→ ABOUT THIS TASK: Every entry must be given again exactly. Include no pictures.

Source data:
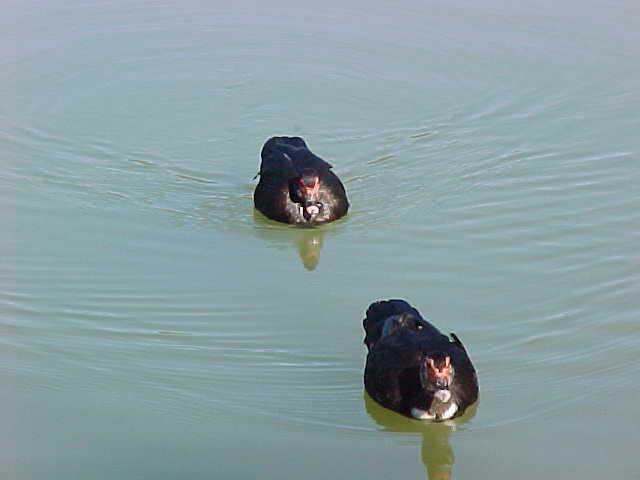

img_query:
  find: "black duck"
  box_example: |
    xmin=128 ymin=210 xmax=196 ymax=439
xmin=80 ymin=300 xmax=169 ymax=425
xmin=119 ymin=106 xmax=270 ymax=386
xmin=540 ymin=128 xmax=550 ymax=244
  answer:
xmin=254 ymin=136 xmax=349 ymax=225
xmin=363 ymin=299 xmax=479 ymax=421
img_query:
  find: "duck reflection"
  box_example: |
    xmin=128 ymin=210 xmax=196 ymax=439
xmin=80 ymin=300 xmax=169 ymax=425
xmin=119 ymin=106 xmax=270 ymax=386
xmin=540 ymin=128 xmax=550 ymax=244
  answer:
xmin=294 ymin=228 xmax=324 ymax=270
xmin=252 ymin=209 xmax=327 ymax=271
xmin=364 ymin=391 xmax=478 ymax=480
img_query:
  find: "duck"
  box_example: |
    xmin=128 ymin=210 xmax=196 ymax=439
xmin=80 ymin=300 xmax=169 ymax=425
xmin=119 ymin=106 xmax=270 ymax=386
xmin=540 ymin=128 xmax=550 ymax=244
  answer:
xmin=363 ymin=299 xmax=479 ymax=421
xmin=253 ymin=136 xmax=349 ymax=225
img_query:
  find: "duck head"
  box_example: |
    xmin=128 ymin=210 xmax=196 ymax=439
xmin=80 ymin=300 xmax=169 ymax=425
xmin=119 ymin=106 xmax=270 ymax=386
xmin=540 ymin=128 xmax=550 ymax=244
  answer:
xmin=289 ymin=168 xmax=323 ymax=222
xmin=421 ymin=353 xmax=455 ymax=392
xmin=411 ymin=353 xmax=458 ymax=420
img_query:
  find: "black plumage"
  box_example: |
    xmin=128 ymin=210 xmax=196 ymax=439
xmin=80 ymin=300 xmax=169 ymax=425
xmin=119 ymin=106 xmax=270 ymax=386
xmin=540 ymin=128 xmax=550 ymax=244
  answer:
xmin=254 ymin=136 xmax=349 ymax=225
xmin=363 ymin=299 xmax=479 ymax=421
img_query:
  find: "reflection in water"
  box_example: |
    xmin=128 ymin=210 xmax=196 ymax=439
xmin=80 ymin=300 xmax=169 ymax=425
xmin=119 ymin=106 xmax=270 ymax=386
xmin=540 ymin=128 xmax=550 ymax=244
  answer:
xmin=364 ymin=392 xmax=478 ymax=480
xmin=294 ymin=229 xmax=324 ymax=271
xmin=252 ymin=209 xmax=327 ymax=271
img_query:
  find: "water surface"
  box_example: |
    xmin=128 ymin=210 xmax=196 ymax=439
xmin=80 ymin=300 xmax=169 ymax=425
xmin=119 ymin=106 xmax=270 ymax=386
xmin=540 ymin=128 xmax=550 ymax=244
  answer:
xmin=2 ymin=1 xmax=639 ymax=478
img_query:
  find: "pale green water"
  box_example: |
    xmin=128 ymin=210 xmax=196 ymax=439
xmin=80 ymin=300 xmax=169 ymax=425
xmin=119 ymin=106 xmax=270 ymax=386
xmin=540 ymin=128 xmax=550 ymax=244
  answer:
xmin=2 ymin=1 xmax=639 ymax=478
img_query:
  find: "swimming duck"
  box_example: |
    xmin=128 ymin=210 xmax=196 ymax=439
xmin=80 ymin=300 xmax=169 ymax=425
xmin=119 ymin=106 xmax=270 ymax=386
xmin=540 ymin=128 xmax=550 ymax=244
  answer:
xmin=253 ymin=136 xmax=349 ymax=225
xmin=363 ymin=299 xmax=479 ymax=421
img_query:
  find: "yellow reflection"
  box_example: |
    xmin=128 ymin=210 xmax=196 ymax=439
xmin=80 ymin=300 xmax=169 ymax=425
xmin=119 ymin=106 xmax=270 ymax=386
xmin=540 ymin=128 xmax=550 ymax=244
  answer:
xmin=364 ymin=391 xmax=478 ymax=480
xmin=252 ymin=209 xmax=327 ymax=271
xmin=294 ymin=229 xmax=324 ymax=271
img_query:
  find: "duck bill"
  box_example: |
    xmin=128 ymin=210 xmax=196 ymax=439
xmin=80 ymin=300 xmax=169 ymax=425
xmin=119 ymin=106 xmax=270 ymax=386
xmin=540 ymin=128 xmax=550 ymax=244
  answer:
xmin=435 ymin=377 xmax=450 ymax=389
xmin=302 ymin=203 xmax=320 ymax=222
xmin=297 ymin=175 xmax=321 ymax=222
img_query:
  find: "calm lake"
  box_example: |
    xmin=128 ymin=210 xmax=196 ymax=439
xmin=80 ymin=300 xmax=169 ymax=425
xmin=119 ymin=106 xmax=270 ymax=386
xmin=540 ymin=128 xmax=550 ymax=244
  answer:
xmin=2 ymin=0 xmax=639 ymax=478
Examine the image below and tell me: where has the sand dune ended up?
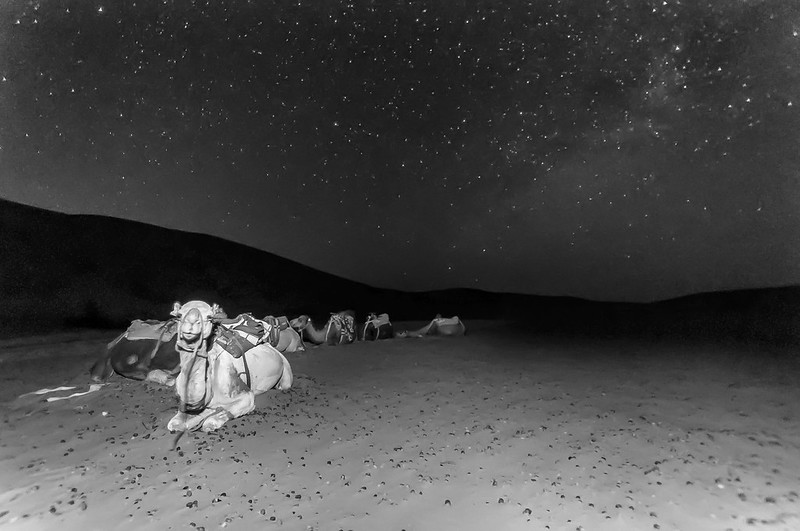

→ SOLUTION FOR THIS TASK:
img_query:
  find: "black duck"
  box_example: |
    xmin=128 ymin=210 xmax=196 ymax=439
xmin=80 ymin=300 xmax=169 ymax=425
xmin=119 ymin=106 xmax=270 ymax=386
xmin=540 ymin=128 xmax=550 ymax=244
  answer:
xmin=254 ymin=136 xmax=349 ymax=225
xmin=363 ymin=299 xmax=479 ymax=421
img_query:
  find: "duck reflection"
  box_example: |
    xmin=128 ymin=210 xmax=196 ymax=439
xmin=80 ymin=300 xmax=169 ymax=425
xmin=119 ymin=106 xmax=270 ymax=386
xmin=540 ymin=128 xmax=550 ymax=244
  answer:
xmin=294 ymin=228 xmax=324 ymax=270
xmin=252 ymin=209 xmax=327 ymax=271
xmin=364 ymin=391 xmax=478 ymax=480
img_query:
  find: "duck"
  box_example: |
    xmin=128 ymin=210 xmax=196 ymax=439
xmin=80 ymin=300 xmax=169 ymax=425
xmin=119 ymin=106 xmax=270 ymax=386
xmin=540 ymin=128 xmax=550 ymax=244
  answer:
xmin=363 ymin=299 xmax=479 ymax=421
xmin=253 ymin=136 xmax=349 ymax=225
img_query:
  find: "duck head"
  box_example: |
    xmin=128 ymin=210 xmax=196 ymax=439
xmin=80 ymin=300 xmax=169 ymax=425
xmin=119 ymin=106 xmax=270 ymax=386
xmin=540 ymin=128 xmax=550 ymax=244
  answer:
xmin=289 ymin=168 xmax=323 ymax=222
xmin=421 ymin=353 xmax=455 ymax=392
xmin=411 ymin=353 xmax=458 ymax=420
img_query:
  find: "black plumage"
  box_example: |
    xmin=128 ymin=210 xmax=196 ymax=439
xmin=80 ymin=300 xmax=169 ymax=425
xmin=119 ymin=106 xmax=270 ymax=386
xmin=540 ymin=128 xmax=550 ymax=244
  answer:
xmin=254 ymin=136 xmax=349 ymax=225
xmin=363 ymin=299 xmax=479 ymax=421
img_query:
  find: "reflection in water"
  box_example: |
    xmin=128 ymin=210 xmax=196 ymax=439
xmin=80 ymin=300 xmax=169 ymax=425
xmin=119 ymin=106 xmax=270 ymax=386
xmin=540 ymin=128 xmax=550 ymax=244
  answer:
xmin=364 ymin=392 xmax=478 ymax=480
xmin=294 ymin=229 xmax=324 ymax=271
xmin=252 ymin=209 xmax=327 ymax=271
img_query:
  find: "water surface"
  box_example: |
    xmin=128 ymin=210 xmax=196 ymax=439
xmin=80 ymin=300 xmax=169 ymax=425
xmin=119 ymin=106 xmax=270 ymax=386
xmin=540 ymin=128 xmax=550 ymax=244
  answer:
xmin=2 ymin=1 xmax=639 ymax=478
img_query:
  find: "pale green water"
  box_example: |
    xmin=128 ymin=210 xmax=196 ymax=439
xmin=80 ymin=300 xmax=169 ymax=425
xmin=119 ymin=106 xmax=270 ymax=386
xmin=540 ymin=128 xmax=550 ymax=244
  answer:
xmin=2 ymin=1 xmax=639 ymax=478
img_query:
  find: "swimming duck"
  box_example: |
    xmin=128 ymin=210 xmax=196 ymax=439
xmin=80 ymin=300 xmax=169 ymax=425
xmin=119 ymin=106 xmax=270 ymax=386
xmin=540 ymin=128 xmax=550 ymax=244
  answer:
xmin=253 ymin=136 xmax=349 ymax=225
xmin=363 ymin=299 xmax=479 ymax=421
img_query:
  find: "yellow reflection"
  box_example: |
    xmin=128 ymin=210 xmax=196 ymax=439
xmin=80 ymin=300 xmax=169 ymax=425
xmin=119 ymin=106 xmax=270 ymax=386
xmin=540 ymin=128 xmax=550 ymax=244
  answer:
xmin=364 ymin=391 xmax=478 ymax=480
xmin=252 ymin=209 xmax=327 ymax=271
xmin=294 ymin=229 xmax=324 ymax=271
img_query:
  find: "duck bill"
  box_example: |
    xmin=128 ymin=210 xmax=196 ymax=439
xmin=80 ymin=300 xmax=169 ymax=425
xmin=119 ymin=106 xmax=270 ymax=386
xmin=540 ymin=128 xmax=550 ymax=244
  answer:
xmin=435 ymin=377 xmax=450 ymax=389
xmin=302 ymin=203 xmax=320 ymax=222
xmin=297 ymin=175 xmax=321 ymax=222
img_query:
  find: "calm lake"
  box_example: |
    xmin=128 ymin=210 xmax=196 ymax=439
xmin=80 ymin=300 xmax=169 ymax=425
xmin=119 ymin=106 xmax=270 ymax=386
xmin=540 ymin=128 xmax=550 ymax=244
  answer:
xmin=2 ymin=0 xmax=639 ymax=478
Examine the image below and tell me: where has the sand dune ended up?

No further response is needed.